Goal:
Copy out the listing exactly.

Supplied material:

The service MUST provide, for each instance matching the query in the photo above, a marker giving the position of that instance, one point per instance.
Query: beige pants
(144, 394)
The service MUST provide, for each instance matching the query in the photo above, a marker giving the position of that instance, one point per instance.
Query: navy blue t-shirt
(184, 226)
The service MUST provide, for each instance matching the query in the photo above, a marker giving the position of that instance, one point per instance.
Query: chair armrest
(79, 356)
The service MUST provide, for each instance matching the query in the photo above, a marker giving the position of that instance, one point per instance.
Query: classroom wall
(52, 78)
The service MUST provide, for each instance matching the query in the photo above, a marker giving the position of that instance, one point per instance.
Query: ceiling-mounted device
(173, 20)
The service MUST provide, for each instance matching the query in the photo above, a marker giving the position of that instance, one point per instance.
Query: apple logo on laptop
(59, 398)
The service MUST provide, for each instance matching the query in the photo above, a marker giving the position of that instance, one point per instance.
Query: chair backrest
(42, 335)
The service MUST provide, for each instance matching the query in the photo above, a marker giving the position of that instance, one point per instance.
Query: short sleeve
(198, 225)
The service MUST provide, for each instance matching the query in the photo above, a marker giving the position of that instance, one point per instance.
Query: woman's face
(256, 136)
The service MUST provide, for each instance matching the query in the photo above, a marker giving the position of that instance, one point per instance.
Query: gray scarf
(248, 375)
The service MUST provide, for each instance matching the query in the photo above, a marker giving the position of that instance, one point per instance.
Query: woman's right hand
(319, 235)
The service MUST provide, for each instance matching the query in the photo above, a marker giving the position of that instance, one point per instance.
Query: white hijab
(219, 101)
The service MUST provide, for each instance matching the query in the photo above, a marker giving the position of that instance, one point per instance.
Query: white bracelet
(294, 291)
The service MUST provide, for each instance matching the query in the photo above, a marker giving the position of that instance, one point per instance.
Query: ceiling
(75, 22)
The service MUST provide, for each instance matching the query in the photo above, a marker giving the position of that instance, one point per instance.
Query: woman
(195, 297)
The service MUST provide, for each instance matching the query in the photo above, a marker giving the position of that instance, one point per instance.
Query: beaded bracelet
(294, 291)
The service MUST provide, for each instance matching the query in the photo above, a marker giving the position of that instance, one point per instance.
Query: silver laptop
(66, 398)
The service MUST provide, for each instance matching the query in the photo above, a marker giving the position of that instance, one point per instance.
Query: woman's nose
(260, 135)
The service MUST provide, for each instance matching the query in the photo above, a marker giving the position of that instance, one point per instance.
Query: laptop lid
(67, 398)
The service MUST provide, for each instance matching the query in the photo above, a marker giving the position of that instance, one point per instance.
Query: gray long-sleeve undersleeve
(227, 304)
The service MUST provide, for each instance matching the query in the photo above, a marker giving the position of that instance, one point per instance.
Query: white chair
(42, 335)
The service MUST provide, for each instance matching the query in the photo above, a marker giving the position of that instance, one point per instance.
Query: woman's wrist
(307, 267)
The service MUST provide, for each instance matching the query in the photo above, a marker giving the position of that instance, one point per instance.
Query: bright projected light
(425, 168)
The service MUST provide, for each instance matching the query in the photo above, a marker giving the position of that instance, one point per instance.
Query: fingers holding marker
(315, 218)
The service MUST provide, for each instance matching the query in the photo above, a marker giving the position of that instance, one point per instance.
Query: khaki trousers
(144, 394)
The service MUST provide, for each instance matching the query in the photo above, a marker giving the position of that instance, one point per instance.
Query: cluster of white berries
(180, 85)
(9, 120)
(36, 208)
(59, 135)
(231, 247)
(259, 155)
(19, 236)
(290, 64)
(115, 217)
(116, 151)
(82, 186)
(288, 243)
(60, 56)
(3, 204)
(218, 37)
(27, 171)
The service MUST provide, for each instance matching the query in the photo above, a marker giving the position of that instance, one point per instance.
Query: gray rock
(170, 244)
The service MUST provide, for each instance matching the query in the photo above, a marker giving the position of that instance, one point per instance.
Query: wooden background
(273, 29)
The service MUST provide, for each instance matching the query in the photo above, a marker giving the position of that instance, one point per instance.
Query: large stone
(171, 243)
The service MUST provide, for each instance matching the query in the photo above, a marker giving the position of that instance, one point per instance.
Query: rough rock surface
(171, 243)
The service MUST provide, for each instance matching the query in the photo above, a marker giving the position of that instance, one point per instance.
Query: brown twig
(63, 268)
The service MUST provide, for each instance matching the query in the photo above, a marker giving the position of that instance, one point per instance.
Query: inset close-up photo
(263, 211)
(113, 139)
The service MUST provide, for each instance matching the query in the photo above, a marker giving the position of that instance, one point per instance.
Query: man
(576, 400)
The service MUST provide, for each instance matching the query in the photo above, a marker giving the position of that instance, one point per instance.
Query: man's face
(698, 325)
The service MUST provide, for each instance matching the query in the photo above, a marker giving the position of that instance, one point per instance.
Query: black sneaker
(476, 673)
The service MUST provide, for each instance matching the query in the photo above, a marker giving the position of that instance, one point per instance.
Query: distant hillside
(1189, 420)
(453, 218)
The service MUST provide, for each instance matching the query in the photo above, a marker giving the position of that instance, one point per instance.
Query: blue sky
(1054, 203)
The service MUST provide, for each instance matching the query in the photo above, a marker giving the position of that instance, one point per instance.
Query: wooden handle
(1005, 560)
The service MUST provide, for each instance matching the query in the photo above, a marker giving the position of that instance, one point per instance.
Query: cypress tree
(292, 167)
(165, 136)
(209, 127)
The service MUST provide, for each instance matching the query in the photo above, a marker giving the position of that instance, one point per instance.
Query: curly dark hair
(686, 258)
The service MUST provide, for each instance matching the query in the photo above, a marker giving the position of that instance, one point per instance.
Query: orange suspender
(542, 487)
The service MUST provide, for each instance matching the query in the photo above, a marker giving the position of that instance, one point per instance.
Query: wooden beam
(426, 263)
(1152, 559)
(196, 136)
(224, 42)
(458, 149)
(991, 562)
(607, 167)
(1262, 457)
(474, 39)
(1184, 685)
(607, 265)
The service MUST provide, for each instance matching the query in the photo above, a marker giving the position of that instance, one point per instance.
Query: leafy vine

Answer to this task:
The service MUST provide, for each instance matching the query in the photo above, a marker giving the position of that instance, one point per instance.
Query: beige pants
(144, 394)
The service MUST provide, for each instance matching the query in the photo above, a marker giving the position of that instance, one point per instance.
Query: navy blue t-shirt
(184, 226)
The service MUST provide, for each instance matching the query in the photo above, a marker giving the position of that instance, one point per instance.
Query: chair armrest
(79, 356)
The service MUST provide, for each instance matching the query in the photo above, a marker giving the position of that instance, one point per instance.
Query: classroom wall
(52, 78)
The service MUST provide, for each instance matching the query in the photo above, a marker giving the position of that instance, one point per instance.
Query: ceiling-mounted device
(173, 20)
The service MUST provide, for each instance matching the query in the photo above, a marker giving the position of that instance, one point per instance.
Query: apple logo on laptop
(59, 398)
The service MUST provide, for each instance matching the query in the photo above, a marker giving the position of that instance, one point per instance.
Query: chair backrest
(42, 335)
The service MUST provide, for each instance matching the query in the photo above, a marker giving the position of that instance, one point per instance.
Query: short sleeve
(198, 225)
The service MUST provide, for each instance matching the query in the photo above, a marker giving the position of that instance, one point per instance.
Query: woman's face
(256, 136)
The service MUST provide, for each instance matching the query in the photo above, a marker giving the position of that instance, one point per instance.
Query: gray scarf
(248, 375)
The service MUST provide, for each instance matching the query in the photo above, a marker giving the position of that instance, one point per instance.
Query: woman's right hand
(319, 235)
The service MUST provide, for each instance matching the query in the photo above, a marker giving the position of that instance, one point per instance.
Query: white hijab
(219, 101)
The service MUST provide, for each instance matching the query in the photo above, a marker giving the position of that instance, one point per instance.
Query: white bracelet
(294, 291)
The service MUST provide, for each instance matching the query in the photo above, a marker giving the position of that instance, one point per instance.
Query: ceiling
(75, 22)
The service MUST provide, for each instance matching the query in the photo above, a marker giving the position of that instance, one point per instance.
Query: woman
(195, 297)
The service MUST provide, for each instance matching the query in the photo above, a marker giving the position of that instance, one point per instance.
Query: beaded bracelet
(294, 291)
The service MUST provide, for each instance matching the query in the photo above, a marker giving the position of that instance, one point per instance.
Query: silver laptop
(66, 398)
The service MUST provide, for each instance matching the query in the photo above, a marker giving the position of that instance, one point per instance.
Query: woman's nose
(260, 135)
The service MUST provide, for each instance matching the query in the photo above, a marker giving the position of that instance, one point per instance.
Query: laptop lid
(67, 398)
The service MUST provide, for each instance matching the query in the photo above, a marker giving the position of that instance, one point per instance.
Query: gray long-sleeve undersleeve
(227, 304)
The service MUST provide, for each instance matching the query in the photo above, a marker giving the position of that instance, one point per instance.
Query: white chair
(42, 335)
The service MUST provide, for each instance matching the query in the photo above, a marker giving the position of that instance, one point per instance.
Query: woman's wrist
(307, 267)
The service MUST provide, for each instance matching the query in the photo above, a marker giving the position of that instance, one point per instance.
Query: bright projected light
(425, 168)
The service MUST provide, for each instance matching the query in the photo above, a marker giving the position of that instance, one point per instance.
Query: fingers holding marker
(315, 218)
The service MUST provide, for each instance matching the query in the photo above, a marker giving the position of that instance, one point per instance.
Query: khaki trousers
(144, 394)
The service MUST provide, for each instance matching the query in the photo above, a marker giving the position of that instance, one point per instance.
Query: cluster of white berries
(180, 85)
(9, 120)
(36, 208)
(59, 135)
(231, 247)
(259, 155)
(19, 236)
(290, 64)
(115, 217)
(116, 151)
(82, 186)
(288, 243)
(60, 56)
(3, 204)
(218, 37)
(27, 171)
The service MUST provide, for each instance matching the query in the photo above, a marker giving the position of that instance, one point per instance.
Query: gray rock
(170, 244)
The service MUST provide, for each instance matching the query in the photo above, a marker giving the position of that instance, one point per instance.
Query: wooden background
(273, 29)
The service MUST provide, for each instance matching the query in the photo above, a marker giving the position of that instance, one point per instance.
Query: large stone
(171, 243)
The service MUST provide, for each instance matching the query in the photo above, a marker giving the position of that instance, one point per instance.
Query: rough rock surface
(171, 243)
The service MUST provide, for each instance matching the query in the photo above, a marker giving the position of that instance, one point per instance.
Query: brown twig
(63, 268)
The service MUST provide, for each instance matching the query in the photo above, a marker giving the position of that instance, one point per instance.
Query: inset close-up photo
(263, 211)
(113, 139)
The service MUST provide, for each instance matching the query in the photo above, a marker giving the position of that instance, one point per instance.
Query: man
(576, 400)
The service MUST provide, for each instance matching the query in the photo above, a marker giving the position of that instance, one point per instance.
Query: man's face
(698, 325)
The service MUST provide, for each instance matching the query in the photo above, a marker giving the position of that instance, one point per instance.
Query: black sneaker
(476, 673)
The service MUST provide, for each instance matching the query in the photo above, a marker giving the position of that instance, one point per instance.
Query: distant hillside
(1189, 420)
(453, 218)
The service MUST provide, for each instance matching the query in the photo above, a marker giving the position of that instance, one point per instance.
Query: blue sky
(1054, 203)
The service MUST provide, for each instance matching the query in the photo above, a marker giving the position of that instance, one point per instance.
Query: wooden handle
(1005, 560)
The service MUST provide, for each instance matching the query in the photo above, a marker giving the position of that instance, one point per instance.
Query: cypress tree
(292, 167)
(165, 136)
(209, 127)
The service MUST provide, for each instance matching the query in the photo above, a marker giving the position of that instance, one point per instance.
Query: curly dark hair
(686, 258)
The service MUST provide, for each instance matching the query in the photo above, a marker giving the position of that instance, one point per instance.
Query: orange suspender
(542, 487)
The service MUST provide, for each instance matching the query in the photo above, a marker giving the position of that instance, one point per instance.
Query: wooden beam
(426, 263)
(1152, 559)
(196, 136)
(224, 42)
(458, 149)
(991, 562)
(607, 167)
(1262, 457)
(474, 39)
(1184, 685)
(607, 265)
The service MUST provide, for each instance matching the query in the photo above, a marker giving the position of that instance, one point per instance.
Query: leafy vine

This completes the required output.